───── DATA TO USE

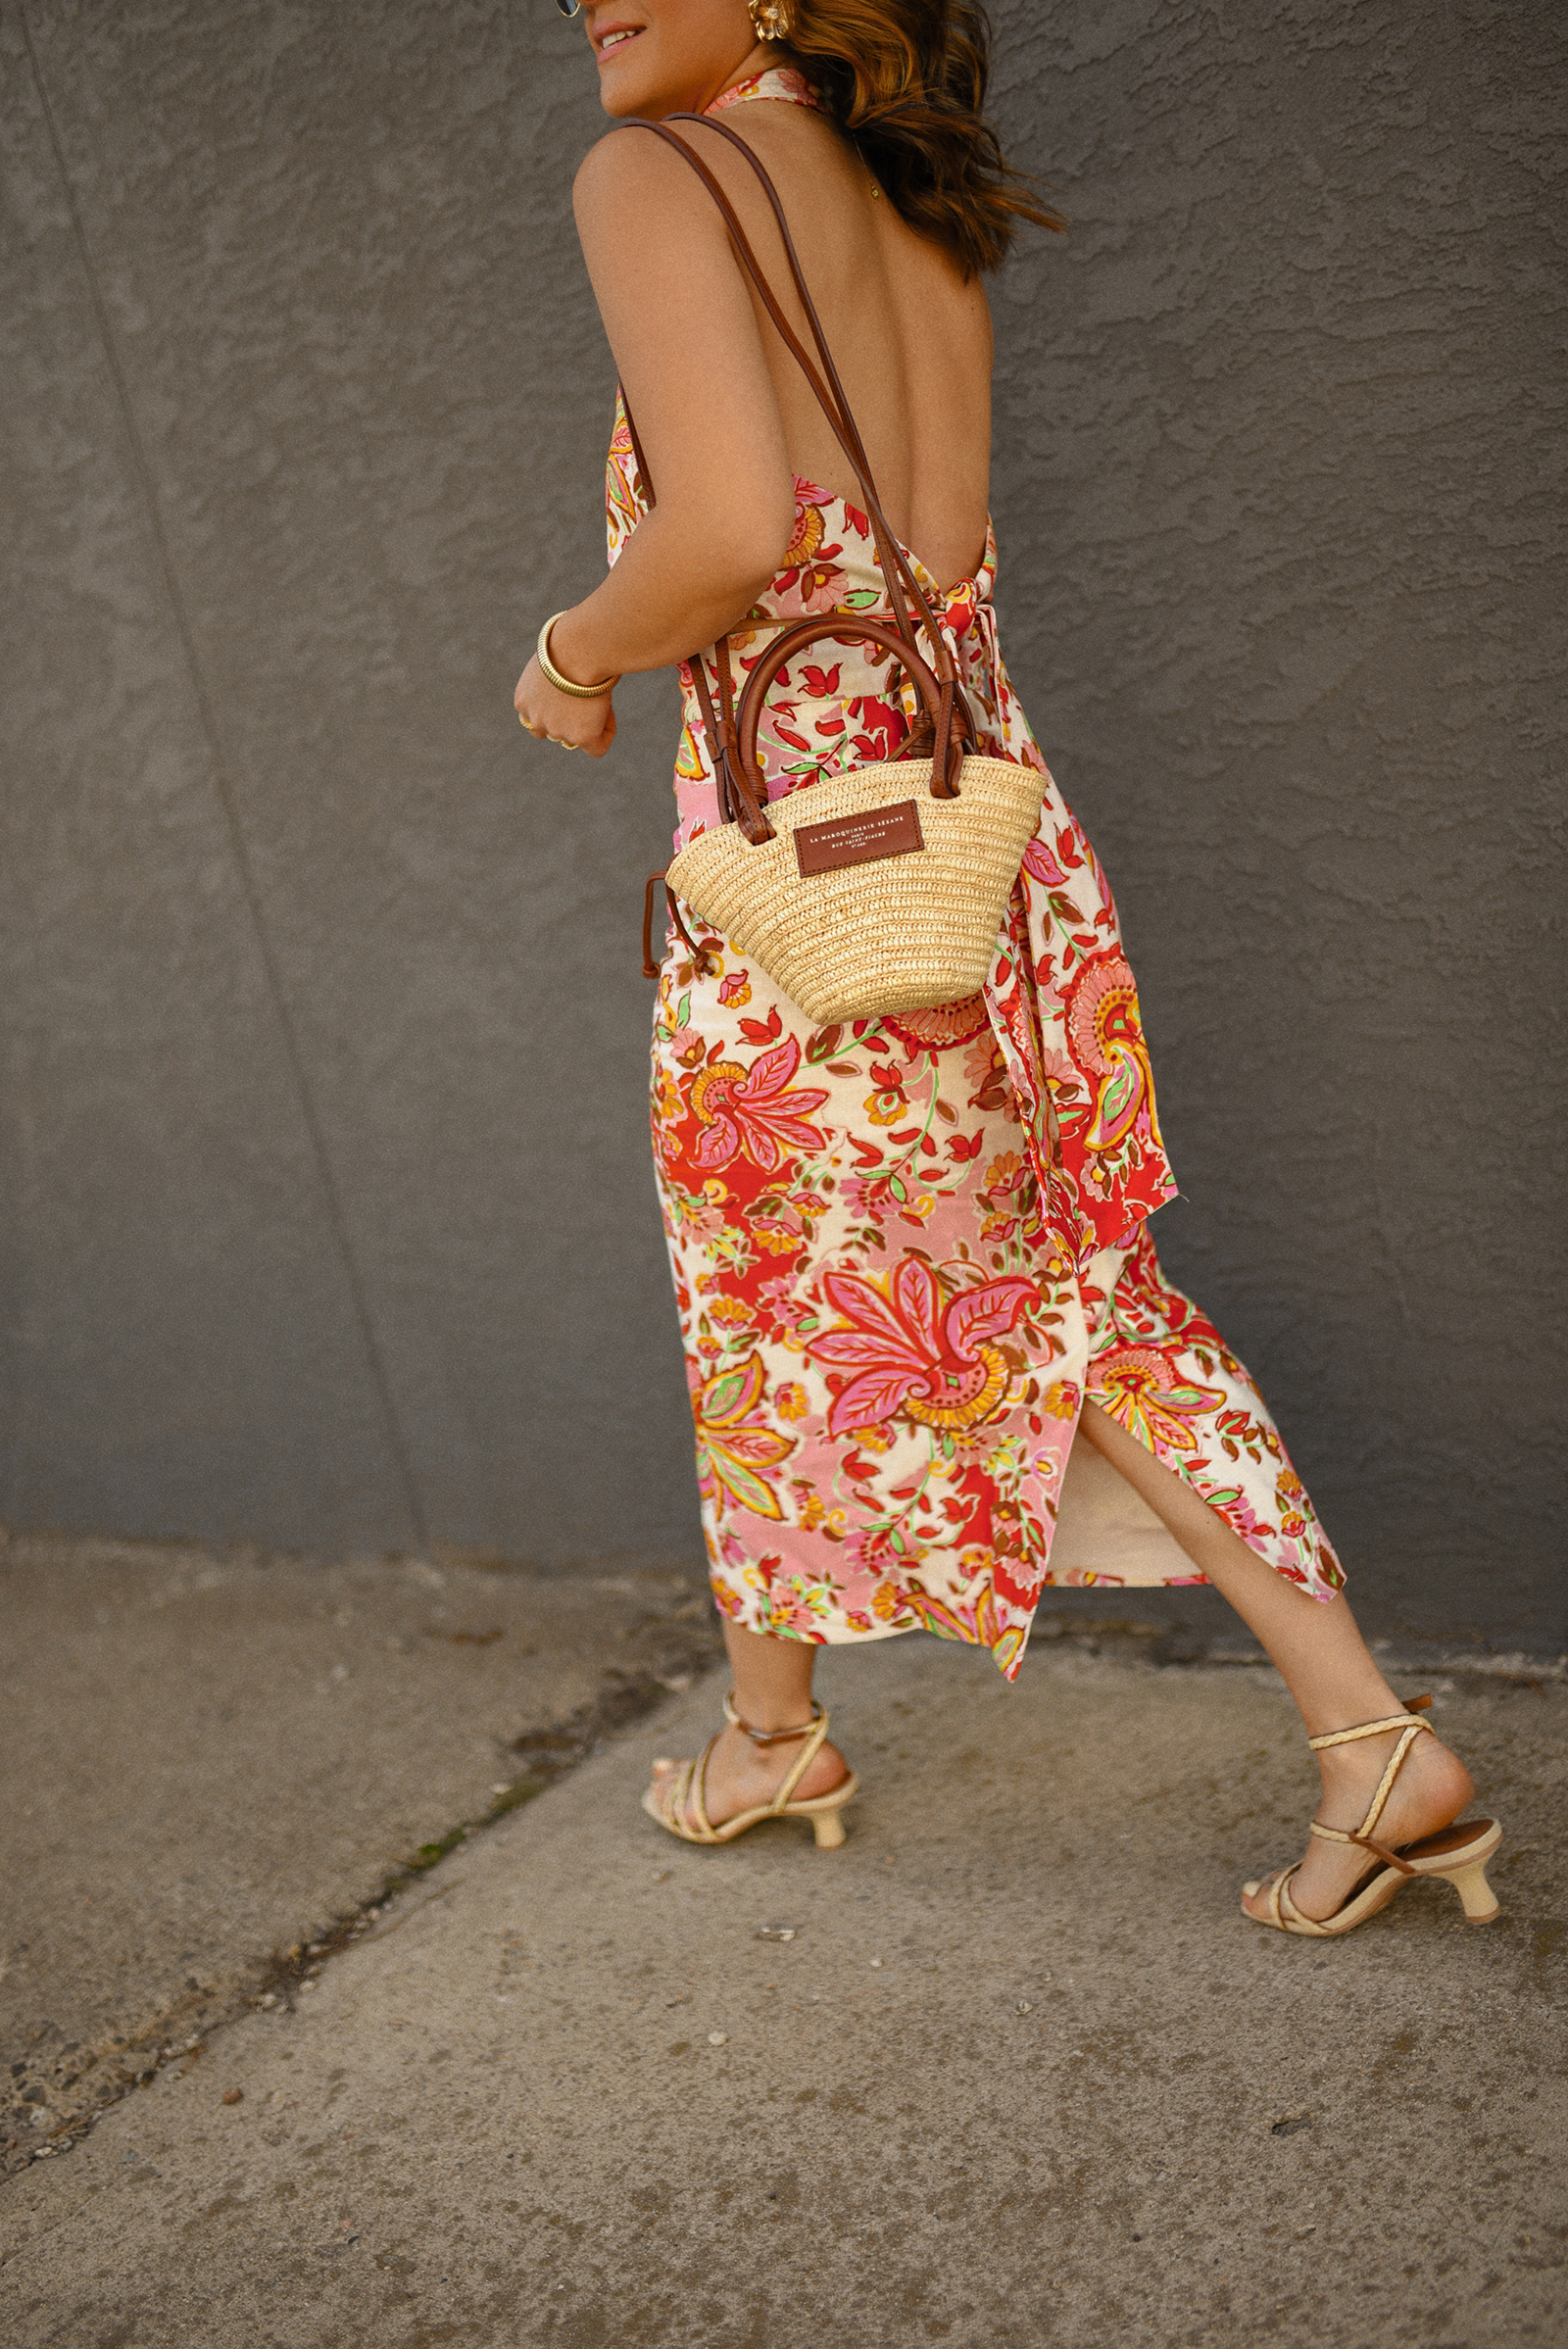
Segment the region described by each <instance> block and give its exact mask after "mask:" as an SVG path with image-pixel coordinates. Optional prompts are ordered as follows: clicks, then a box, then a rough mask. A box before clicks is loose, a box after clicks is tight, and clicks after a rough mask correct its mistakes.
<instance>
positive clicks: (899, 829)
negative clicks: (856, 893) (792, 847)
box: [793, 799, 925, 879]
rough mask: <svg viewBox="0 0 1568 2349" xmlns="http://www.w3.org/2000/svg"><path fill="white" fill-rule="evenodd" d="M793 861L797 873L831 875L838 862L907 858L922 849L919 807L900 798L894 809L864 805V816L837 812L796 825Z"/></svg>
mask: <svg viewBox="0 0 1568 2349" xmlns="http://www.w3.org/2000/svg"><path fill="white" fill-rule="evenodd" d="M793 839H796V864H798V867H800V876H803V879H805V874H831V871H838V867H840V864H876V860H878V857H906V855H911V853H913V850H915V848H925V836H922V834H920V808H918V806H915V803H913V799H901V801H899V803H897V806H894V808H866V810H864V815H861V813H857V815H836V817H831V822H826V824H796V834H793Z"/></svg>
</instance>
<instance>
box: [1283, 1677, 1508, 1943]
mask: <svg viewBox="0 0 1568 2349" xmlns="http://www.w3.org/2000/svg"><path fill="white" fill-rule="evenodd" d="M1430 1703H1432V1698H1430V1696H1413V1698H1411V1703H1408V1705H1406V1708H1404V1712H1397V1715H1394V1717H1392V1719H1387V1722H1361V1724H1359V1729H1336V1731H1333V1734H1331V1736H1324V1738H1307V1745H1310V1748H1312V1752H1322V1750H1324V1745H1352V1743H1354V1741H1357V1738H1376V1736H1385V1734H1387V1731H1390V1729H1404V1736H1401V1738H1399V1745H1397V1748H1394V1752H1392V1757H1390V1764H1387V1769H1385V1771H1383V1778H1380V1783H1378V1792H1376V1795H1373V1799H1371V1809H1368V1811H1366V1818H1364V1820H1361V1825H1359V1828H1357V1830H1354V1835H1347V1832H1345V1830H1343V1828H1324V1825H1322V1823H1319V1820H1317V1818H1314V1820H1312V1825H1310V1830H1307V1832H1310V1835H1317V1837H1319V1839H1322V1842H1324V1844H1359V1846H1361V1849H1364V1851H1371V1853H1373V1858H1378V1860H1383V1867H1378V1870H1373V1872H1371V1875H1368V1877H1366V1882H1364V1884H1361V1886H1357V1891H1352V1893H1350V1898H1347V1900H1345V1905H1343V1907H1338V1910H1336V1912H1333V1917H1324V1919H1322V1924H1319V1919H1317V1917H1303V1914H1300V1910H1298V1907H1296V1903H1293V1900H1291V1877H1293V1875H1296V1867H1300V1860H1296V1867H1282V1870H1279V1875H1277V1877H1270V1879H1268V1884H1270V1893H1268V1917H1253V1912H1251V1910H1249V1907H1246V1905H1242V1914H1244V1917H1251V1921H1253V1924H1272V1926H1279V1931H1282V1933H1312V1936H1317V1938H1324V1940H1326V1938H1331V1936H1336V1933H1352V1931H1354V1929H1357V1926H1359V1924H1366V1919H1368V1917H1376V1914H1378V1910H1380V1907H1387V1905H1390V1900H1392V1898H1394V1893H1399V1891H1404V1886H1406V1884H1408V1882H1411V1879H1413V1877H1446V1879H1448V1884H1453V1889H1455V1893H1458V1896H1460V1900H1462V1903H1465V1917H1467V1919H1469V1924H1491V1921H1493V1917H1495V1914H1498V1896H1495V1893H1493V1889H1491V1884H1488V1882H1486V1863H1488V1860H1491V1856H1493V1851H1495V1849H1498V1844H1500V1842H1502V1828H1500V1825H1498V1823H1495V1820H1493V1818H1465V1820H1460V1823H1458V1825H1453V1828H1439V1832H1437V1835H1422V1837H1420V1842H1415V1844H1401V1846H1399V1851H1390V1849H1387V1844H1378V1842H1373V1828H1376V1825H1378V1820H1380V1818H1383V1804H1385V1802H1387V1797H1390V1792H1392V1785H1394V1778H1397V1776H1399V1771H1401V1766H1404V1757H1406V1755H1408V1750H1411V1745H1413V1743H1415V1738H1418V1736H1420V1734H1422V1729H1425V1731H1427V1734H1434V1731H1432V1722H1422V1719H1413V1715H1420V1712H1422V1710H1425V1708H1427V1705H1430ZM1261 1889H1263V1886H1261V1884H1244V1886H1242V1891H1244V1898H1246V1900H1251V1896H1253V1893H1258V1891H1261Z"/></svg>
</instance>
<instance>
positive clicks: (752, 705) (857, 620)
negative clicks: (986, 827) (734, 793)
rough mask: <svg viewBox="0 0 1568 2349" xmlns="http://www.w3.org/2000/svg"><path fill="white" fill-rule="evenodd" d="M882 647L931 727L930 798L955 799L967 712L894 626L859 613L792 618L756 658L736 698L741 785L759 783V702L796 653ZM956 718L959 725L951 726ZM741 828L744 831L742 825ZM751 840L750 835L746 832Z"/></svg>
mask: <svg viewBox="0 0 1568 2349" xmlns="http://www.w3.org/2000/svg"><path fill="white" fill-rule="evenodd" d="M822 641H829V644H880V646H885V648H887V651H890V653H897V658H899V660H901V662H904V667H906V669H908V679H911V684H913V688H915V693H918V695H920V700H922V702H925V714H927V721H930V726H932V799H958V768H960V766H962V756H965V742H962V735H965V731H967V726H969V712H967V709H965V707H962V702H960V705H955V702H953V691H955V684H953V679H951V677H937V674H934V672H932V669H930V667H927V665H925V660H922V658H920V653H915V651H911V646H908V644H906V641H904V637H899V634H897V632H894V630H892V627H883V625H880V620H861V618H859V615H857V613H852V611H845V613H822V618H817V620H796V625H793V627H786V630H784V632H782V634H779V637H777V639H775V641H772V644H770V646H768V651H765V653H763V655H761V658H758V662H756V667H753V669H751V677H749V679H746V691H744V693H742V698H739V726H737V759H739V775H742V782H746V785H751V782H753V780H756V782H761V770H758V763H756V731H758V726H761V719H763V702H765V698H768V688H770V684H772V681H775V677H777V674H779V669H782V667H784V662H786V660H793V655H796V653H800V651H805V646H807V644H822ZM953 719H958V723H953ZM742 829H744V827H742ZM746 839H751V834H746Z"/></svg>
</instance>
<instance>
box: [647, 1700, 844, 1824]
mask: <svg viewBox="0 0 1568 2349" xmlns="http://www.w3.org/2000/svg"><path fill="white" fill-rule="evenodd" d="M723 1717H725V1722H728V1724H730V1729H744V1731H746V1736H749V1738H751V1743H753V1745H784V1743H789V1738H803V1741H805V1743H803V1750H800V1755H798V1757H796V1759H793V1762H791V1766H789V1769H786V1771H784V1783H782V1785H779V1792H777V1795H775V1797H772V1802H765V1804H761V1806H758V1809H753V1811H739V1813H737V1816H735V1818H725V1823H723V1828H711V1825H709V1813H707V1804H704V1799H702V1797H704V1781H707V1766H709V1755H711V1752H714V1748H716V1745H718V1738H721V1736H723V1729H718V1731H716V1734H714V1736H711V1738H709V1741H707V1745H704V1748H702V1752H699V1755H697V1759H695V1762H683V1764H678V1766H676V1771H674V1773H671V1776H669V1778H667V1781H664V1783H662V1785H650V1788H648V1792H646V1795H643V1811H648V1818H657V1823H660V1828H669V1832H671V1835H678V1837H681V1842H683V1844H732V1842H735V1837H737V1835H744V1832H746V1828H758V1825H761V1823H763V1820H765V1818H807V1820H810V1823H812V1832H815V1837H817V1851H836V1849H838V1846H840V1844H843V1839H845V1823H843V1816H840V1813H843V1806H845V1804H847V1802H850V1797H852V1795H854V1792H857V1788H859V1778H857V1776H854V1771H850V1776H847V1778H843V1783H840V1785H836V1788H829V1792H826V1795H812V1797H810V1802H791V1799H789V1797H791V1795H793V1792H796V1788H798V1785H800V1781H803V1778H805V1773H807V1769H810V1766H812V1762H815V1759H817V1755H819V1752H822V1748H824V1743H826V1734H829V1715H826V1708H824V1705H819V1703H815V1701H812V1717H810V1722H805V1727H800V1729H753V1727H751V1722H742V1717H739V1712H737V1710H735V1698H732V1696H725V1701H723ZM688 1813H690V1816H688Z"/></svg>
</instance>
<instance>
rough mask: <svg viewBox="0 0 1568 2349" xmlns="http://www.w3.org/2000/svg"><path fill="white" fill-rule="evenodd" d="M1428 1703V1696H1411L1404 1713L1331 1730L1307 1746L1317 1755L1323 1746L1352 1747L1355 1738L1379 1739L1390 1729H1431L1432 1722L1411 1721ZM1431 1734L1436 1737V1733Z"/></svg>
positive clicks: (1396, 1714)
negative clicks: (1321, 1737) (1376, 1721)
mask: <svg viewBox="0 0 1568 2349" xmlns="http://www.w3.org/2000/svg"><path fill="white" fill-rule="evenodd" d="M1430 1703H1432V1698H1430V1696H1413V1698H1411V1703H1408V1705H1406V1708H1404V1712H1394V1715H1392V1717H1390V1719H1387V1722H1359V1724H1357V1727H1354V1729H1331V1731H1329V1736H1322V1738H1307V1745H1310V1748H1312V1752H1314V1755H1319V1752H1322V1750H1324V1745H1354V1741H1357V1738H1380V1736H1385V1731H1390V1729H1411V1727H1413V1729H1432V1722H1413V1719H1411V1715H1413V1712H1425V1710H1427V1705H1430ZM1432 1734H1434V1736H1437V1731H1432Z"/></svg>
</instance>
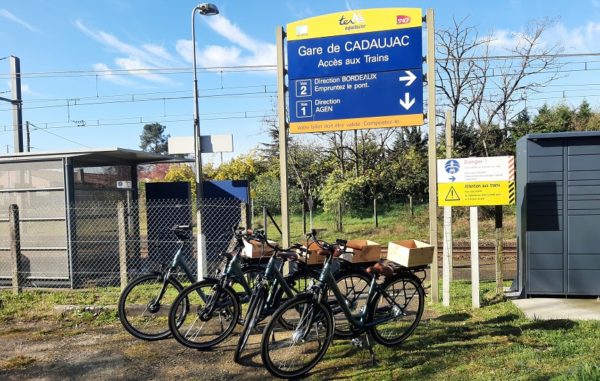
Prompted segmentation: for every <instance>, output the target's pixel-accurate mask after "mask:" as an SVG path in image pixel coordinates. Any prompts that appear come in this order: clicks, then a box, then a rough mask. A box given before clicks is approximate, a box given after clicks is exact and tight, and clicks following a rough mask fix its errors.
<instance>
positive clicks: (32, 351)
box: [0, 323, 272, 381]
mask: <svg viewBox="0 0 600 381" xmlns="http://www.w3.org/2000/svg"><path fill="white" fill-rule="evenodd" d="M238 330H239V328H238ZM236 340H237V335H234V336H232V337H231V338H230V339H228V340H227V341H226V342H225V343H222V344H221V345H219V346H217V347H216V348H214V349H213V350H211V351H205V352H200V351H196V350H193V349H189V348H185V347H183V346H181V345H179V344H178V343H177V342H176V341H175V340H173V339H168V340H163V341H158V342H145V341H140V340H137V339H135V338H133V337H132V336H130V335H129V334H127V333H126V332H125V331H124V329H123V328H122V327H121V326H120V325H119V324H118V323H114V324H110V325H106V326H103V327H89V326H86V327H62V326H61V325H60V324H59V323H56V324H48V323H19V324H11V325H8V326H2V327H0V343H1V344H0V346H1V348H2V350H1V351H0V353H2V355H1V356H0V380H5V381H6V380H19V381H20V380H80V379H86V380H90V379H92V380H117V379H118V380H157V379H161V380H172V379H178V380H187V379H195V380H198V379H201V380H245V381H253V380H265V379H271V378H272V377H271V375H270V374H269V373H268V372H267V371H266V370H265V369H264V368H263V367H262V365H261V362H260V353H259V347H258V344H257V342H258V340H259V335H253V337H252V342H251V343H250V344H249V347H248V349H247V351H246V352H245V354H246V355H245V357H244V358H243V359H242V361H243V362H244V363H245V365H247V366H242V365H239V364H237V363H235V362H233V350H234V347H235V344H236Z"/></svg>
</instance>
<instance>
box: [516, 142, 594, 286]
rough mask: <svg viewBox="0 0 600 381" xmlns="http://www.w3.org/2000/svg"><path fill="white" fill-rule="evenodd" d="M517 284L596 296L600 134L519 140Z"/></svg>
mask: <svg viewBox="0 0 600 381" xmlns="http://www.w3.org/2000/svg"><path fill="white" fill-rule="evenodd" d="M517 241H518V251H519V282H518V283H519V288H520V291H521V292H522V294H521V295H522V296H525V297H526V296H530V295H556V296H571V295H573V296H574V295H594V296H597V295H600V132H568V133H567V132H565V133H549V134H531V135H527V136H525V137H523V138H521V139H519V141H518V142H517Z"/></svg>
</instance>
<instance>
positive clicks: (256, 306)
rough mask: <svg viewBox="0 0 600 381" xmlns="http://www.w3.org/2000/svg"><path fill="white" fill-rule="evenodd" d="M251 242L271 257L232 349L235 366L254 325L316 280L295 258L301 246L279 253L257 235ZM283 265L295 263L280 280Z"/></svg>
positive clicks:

──────────

If a line in the records holds the string "after", copy it.

COMPLETED EXERCISE -
Segment the region described by each <instance> block and give its exact mask after "mask:" as an SVG path with image-pixel coordinates. Optional prompts are ordered as follows: clicks, then a box, then a rough mask. A box before clicks is loose, a box after clicks is tight, and clicks after a rough mask correct its mistakes.
Prompted segmentation: for every <instance>, output the target's pixel-accurate mask after "mask:" as an SVG path in image pixel coordinates. Any prompts that appear come in this order: clicks, then a box, then a rough mask. A box given before clicks is approximate, a box given after clicks is exact and tight, and clicks following a rough mask fix its errors.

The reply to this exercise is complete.